• [Data section]:
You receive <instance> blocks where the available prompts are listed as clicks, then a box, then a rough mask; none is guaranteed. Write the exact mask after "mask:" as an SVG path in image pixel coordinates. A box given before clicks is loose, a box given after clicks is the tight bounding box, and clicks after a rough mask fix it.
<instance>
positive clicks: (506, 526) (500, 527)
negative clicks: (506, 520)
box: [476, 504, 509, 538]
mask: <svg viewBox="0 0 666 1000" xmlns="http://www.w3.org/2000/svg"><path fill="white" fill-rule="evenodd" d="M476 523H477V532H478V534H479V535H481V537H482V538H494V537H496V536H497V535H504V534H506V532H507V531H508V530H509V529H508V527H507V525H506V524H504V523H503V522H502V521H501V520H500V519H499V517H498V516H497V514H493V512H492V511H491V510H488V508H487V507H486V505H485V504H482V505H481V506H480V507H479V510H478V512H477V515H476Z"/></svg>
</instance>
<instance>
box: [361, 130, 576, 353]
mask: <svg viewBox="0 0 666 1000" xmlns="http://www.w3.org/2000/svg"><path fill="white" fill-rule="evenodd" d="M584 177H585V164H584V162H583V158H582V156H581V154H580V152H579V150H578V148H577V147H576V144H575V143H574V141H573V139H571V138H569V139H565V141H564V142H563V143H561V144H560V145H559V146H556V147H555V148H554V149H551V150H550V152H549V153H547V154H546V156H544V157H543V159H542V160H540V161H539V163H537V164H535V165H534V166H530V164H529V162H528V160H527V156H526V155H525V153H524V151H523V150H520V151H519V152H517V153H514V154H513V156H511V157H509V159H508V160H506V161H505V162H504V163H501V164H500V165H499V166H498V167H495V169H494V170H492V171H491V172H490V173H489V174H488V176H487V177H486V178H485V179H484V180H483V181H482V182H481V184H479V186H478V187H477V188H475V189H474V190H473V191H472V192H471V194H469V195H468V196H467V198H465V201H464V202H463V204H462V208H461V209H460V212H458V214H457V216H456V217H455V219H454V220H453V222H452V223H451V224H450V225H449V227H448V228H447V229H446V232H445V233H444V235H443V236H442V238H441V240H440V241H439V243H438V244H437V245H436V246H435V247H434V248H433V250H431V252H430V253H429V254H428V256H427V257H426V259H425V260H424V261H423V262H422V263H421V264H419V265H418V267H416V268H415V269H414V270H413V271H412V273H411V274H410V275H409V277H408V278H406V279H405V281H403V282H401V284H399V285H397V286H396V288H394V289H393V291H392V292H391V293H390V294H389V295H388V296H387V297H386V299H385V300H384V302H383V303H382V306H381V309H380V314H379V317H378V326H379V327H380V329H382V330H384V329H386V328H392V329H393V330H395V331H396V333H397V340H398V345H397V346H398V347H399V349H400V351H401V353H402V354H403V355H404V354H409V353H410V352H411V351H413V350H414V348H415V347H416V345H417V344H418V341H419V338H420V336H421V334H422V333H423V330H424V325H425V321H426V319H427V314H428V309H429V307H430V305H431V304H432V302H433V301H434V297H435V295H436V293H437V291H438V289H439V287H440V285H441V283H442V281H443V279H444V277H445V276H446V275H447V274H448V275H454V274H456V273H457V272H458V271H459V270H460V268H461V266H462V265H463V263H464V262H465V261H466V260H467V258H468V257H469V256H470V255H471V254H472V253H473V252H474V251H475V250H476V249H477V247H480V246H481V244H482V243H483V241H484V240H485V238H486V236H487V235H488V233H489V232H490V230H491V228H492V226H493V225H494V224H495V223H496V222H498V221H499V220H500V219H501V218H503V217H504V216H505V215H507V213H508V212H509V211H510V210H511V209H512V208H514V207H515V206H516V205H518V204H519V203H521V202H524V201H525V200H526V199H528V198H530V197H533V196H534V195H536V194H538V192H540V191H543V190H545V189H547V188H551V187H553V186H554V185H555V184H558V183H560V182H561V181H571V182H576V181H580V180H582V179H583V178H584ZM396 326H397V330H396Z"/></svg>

• [What is being asked]:
Tally up the lines holding the string "clicks" in the data above, and respond with nothing but the number.

• [Expected output]:
3